■ Dokumentabschnitt ■
----------------------------------------

Unternehmereigenschaft ist rechtsformneutral, Rechtsfähigkeit ist nicht erforderlich
Die Unternehmereigenschaft ist unabhängig von der Rechtsform. So können natürliche Personen, Zusammenschlüsse von natürlichen Personen sowie juristische Personen des privaten wie auch des öffentlichen Rechts Unternehmer sein. Nach gesetzlicher Klarstellung zum 1.1.2023 ist die zivilrechtliche Rechtsfähigkeit nicht Voraussetzung für die Unternehmereigenschaft.
2.2.1 Selbstständigkeit
Nach § 2 Abs. 1 Satz 1 UStG kann nur eine selbstständige Tätigkeit zur Unternehmereigenschaft führen. Die Frage, wann eine Tätigkeit selbstständig ausgeübt wird, wird dabei im Umsatzsteuerrecht nicht positiv, sondern über § 2 Abs. 2 UStG negativ abgegrenzt. Die Tätigkeit wird danach in den folgenden Fällen nicht selbstständig ausgeführt:
- Eine natürliche Person ist nach § 2 Abs. 2 Nr. 1 UStG in ein Unternehmen so eingegliedert, dass sie den Weisungen des Unternehmers zu folgen verpflichtet ist. Dabei kann es sich bei der eingegliederten Person um eine Einzelperson oder einen Personenzusammenschluss handeln. Maßgeblich ist dabei immer das Gesamtbild der Verhältnisse.

----------------------------------------

■ Vorgegebene Einträge ■
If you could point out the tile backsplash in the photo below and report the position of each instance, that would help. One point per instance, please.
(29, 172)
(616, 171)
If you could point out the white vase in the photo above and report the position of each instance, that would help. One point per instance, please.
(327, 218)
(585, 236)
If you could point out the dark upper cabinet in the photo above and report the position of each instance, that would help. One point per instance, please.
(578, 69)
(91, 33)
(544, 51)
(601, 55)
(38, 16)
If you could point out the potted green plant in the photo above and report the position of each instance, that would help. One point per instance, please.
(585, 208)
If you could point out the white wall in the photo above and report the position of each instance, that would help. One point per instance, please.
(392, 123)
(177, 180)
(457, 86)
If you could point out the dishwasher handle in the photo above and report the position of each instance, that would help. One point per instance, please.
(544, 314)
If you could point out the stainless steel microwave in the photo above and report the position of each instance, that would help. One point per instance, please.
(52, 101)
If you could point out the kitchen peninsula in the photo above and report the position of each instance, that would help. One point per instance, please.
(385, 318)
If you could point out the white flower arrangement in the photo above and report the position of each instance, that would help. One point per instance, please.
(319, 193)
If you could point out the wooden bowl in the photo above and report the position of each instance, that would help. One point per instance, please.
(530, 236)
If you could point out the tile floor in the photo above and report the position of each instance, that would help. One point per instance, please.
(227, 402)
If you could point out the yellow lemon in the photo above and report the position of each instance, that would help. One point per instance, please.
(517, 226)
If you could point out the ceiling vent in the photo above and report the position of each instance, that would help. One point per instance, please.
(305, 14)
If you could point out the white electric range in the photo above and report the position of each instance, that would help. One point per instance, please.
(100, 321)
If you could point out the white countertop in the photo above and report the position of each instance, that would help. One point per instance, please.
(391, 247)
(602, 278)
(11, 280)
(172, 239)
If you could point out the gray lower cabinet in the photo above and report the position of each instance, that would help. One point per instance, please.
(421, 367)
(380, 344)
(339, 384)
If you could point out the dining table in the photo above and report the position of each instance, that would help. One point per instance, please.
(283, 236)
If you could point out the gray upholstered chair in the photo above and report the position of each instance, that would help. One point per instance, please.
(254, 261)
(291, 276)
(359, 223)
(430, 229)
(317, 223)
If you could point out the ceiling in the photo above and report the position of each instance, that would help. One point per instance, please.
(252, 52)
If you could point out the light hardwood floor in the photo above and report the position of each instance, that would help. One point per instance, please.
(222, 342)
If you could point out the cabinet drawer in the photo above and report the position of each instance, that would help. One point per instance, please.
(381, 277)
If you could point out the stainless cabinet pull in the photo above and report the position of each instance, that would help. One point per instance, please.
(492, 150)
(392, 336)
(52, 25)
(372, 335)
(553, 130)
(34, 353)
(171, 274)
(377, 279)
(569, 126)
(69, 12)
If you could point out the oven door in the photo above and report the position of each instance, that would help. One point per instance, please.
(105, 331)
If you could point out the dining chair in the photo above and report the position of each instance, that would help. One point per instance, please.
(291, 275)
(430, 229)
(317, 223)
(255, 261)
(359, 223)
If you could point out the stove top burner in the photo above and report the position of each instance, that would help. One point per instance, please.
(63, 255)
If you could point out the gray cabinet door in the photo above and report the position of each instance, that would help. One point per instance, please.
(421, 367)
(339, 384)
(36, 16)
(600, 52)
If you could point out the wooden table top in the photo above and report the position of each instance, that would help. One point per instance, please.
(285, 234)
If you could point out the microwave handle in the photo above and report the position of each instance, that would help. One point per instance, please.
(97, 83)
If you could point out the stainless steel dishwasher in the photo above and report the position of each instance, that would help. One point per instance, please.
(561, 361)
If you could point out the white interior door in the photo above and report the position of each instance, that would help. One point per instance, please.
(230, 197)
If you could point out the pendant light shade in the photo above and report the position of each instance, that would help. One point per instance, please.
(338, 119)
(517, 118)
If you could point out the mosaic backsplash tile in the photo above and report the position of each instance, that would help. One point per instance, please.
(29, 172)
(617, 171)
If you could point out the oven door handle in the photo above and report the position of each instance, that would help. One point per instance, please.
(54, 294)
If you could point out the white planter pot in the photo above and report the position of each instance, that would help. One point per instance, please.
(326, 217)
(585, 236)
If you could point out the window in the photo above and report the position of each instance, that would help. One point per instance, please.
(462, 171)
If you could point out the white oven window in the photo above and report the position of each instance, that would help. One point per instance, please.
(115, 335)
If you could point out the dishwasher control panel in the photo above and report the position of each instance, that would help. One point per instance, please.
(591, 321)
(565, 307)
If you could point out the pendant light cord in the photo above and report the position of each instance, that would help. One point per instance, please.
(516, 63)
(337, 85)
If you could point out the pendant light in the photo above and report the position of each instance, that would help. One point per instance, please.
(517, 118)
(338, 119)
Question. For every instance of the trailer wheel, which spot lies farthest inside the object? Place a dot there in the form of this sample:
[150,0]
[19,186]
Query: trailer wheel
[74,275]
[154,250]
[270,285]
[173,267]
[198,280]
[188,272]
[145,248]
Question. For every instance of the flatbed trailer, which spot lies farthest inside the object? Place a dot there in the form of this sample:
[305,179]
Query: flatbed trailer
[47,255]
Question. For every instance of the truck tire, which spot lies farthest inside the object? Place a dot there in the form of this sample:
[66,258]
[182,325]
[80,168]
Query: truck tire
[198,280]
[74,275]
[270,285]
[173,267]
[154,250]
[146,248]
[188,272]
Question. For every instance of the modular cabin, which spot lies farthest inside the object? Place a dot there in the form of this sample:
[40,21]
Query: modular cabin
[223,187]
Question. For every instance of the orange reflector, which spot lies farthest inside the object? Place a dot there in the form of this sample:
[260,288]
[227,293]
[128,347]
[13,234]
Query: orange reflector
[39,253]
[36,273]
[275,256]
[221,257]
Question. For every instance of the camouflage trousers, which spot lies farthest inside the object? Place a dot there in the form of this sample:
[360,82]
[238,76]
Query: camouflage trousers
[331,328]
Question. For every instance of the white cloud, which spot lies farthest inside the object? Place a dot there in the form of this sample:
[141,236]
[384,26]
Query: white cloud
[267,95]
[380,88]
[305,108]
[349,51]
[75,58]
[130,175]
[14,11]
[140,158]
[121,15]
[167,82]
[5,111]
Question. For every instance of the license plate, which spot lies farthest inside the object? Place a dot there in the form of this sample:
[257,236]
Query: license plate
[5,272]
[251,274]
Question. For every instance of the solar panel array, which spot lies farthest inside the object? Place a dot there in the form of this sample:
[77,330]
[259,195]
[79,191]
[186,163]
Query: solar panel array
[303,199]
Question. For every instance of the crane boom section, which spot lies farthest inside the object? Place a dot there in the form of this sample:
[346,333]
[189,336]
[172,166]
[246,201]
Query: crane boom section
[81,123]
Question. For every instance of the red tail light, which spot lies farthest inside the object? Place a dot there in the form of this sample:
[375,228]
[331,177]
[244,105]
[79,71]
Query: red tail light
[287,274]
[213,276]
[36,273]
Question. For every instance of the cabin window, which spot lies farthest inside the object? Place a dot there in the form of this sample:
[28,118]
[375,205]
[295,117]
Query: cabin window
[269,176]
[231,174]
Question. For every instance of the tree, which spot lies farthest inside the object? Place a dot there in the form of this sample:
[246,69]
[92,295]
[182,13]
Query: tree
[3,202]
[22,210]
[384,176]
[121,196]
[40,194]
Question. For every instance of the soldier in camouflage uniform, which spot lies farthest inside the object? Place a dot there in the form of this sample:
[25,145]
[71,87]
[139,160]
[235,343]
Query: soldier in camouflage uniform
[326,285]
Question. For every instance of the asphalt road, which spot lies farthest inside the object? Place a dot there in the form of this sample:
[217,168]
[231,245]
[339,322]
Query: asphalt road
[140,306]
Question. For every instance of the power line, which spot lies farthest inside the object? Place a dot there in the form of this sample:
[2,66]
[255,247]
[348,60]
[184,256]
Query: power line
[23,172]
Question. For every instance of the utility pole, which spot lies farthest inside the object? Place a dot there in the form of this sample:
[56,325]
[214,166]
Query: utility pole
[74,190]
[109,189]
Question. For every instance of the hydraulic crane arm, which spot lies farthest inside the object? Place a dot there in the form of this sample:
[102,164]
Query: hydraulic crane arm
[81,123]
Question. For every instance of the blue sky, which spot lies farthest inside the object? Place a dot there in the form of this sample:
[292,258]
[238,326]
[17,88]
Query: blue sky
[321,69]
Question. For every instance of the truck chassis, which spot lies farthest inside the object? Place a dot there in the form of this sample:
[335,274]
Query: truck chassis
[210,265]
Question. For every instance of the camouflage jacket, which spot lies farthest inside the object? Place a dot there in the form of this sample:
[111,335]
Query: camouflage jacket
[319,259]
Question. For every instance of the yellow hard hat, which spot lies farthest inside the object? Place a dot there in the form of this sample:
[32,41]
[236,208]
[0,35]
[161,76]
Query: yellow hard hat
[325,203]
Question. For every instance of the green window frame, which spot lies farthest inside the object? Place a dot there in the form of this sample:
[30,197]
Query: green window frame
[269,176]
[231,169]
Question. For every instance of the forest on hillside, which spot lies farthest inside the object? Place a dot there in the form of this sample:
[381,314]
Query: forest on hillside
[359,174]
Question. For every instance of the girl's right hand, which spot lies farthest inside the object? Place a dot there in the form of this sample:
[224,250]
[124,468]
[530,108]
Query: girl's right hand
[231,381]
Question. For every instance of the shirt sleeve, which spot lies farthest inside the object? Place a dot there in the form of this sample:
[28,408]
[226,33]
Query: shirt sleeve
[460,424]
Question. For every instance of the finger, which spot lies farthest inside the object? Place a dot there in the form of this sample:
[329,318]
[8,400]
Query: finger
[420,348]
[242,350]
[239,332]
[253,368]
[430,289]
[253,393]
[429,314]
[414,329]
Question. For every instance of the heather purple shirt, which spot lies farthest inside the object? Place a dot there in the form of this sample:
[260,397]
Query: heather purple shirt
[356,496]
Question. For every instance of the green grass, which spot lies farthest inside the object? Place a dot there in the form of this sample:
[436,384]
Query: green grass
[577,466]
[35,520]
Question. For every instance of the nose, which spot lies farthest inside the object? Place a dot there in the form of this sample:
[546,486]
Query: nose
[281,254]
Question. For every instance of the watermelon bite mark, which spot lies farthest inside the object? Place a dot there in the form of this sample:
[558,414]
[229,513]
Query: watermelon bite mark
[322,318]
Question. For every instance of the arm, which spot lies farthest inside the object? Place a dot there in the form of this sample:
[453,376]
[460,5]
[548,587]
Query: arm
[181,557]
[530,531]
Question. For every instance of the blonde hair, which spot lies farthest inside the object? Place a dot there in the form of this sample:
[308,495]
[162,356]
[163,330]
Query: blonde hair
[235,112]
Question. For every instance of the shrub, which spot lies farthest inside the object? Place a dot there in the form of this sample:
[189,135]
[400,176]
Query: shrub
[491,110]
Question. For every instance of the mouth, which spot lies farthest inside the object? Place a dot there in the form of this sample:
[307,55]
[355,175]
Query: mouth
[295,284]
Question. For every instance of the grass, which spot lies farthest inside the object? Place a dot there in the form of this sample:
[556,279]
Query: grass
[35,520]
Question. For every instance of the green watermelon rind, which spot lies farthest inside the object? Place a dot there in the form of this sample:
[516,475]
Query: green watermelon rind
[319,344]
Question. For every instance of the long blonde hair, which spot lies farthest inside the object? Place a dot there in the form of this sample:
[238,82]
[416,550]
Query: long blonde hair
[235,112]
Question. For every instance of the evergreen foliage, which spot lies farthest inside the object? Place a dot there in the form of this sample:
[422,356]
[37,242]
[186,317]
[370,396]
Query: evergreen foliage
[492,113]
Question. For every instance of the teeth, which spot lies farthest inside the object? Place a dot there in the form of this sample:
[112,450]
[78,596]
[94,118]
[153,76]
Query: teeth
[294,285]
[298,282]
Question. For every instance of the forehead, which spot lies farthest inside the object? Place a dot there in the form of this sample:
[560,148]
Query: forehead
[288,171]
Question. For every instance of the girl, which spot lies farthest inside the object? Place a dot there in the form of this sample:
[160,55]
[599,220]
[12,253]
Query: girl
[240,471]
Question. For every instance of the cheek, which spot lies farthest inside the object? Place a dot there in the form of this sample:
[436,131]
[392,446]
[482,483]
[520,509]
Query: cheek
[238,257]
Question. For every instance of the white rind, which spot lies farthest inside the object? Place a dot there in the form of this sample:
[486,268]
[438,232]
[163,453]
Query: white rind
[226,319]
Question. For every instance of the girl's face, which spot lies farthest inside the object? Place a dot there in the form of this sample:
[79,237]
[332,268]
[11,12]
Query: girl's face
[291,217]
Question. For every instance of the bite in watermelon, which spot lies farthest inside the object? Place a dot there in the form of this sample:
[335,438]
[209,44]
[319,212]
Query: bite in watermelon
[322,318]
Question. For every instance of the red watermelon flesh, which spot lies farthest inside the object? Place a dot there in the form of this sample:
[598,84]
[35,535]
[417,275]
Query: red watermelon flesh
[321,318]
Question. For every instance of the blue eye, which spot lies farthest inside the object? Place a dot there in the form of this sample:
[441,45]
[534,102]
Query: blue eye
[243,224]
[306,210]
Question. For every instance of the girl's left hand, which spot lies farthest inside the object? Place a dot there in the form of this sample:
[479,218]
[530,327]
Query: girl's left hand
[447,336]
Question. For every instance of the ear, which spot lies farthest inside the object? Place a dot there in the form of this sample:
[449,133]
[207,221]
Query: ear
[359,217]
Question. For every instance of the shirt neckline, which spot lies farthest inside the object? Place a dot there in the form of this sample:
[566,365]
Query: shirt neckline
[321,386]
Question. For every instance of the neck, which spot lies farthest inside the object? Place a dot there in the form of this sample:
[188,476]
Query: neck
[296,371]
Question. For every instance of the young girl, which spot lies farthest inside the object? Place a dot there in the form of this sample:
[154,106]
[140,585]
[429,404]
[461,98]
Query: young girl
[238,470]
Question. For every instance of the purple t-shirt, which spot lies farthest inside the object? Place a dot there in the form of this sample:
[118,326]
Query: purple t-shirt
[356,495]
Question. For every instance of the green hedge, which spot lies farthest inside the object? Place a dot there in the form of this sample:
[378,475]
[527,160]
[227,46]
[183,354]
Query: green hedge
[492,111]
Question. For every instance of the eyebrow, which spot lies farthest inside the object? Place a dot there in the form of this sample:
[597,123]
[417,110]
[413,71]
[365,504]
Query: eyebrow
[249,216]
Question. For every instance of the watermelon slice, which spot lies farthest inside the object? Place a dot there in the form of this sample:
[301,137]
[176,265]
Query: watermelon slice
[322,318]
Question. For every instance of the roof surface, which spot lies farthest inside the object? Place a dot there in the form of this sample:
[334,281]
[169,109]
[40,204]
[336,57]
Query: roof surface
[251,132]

----------------------------------------

■ Aufgabe 1 ■
Stimmen die folgenden Aussagen mit dem Textauszug zur Unternehmereigenschaft überein? Antworte jeweils mit Ja oder Nein und zitiere die entscheidenden Worte des Textes wörtlich.
(a) Nur juristische Personen des privaten Rechts können Unternehmer sein.
(b) Seit dem 1.1.2023 setzt die Unternehmereigenschaft die zivilrechtliche Rechtsfähigkeit voraus.
(c) Im Umsatzsteuerrecht wird die selbstständige Tätigkeit negativ abgegrenzt.
■ Aufgabe 2 ■
Führe den Textauszug zur Unternehmereigenschaft nach seinem letzten Satz weiter.

■ Lösung 1 ■
(a) Nein: „So können natürliche Personen, Zusammenschlüsse von natürlichen Personen sowie juristische Personen des privaten wie auch des öffentlichen Rechts Unternehmer sein.“
(b) Nein: „Nach gesetzlicher Klarstellung zum 1.1.2023 ist die zivilrechtliche Rechtsfähigkeit nicht Voraussetzung für die Unternehmereigenschaft.“
(c) Ja: „wird dabei im Umsatzsteuerrecht nicht positiv, sondern über § 2 Abs. 2 UStG negativ abgegrenzt“

■ Lösung 2 ■
- Eine juristische Person ist nach dem Gesamtbild der tatsächlichen Verhältnisse finanziell, wirtschaftlich und organisatorisch in das Unternehmen eines anderen Unternehmers eingegliedert. In diesem Fall liegt eine Organschaft im Umsatzsteuerrecht vor.
Nach Unionsrecht sind auch Personengesellschaften eingliederungsfähig
Nach der ausdrücklichen nationalen Regelung können nur juristische Personen unselbstständig in ein anderes Unternehmen nach § 2 Abs. 2 Nr. 2 UStG eingegliedert sein. Nach der Rechtsprechung des EuGH können auch Personengesellschaften grundsätzlich eingliederungsfähig sein. Nachdem der BFH nachfolgend festgelegt hatte, dass neben einer juristischen Person auch eine Personengesellschaft in das Unternehmen des Organträgers eingegliedert sein kann, wenn Gesellschafter der Personengesellschaft neben dem Organträger nur Personen sind, die nach § 2 Abs. 2 Nr. 2 UStG in das Unternehmen des Organträgers finanziell eingegliedert sind, hatte die Finanzverwaltung dies – bis 31.12.2018 im Rahmen eines Wahlrechts und ab 1.1.2019 zwingend – nach diesen Vorgaben umgesetzt. Diese sehr enge Umsetzung ist aber vom EuGH erneut verworfen worden. Danach ist die enge Sichtweise des BFH und der Verwaltung mit dem Unionsrecht nicht vereinbar. Eine Personengesellschaft kann auch dann in einen Organkreis unselbstständig eingegliedert sein, wenn nicht alle Anteile an der Personengesellschaft im Organkreis gebunden sind.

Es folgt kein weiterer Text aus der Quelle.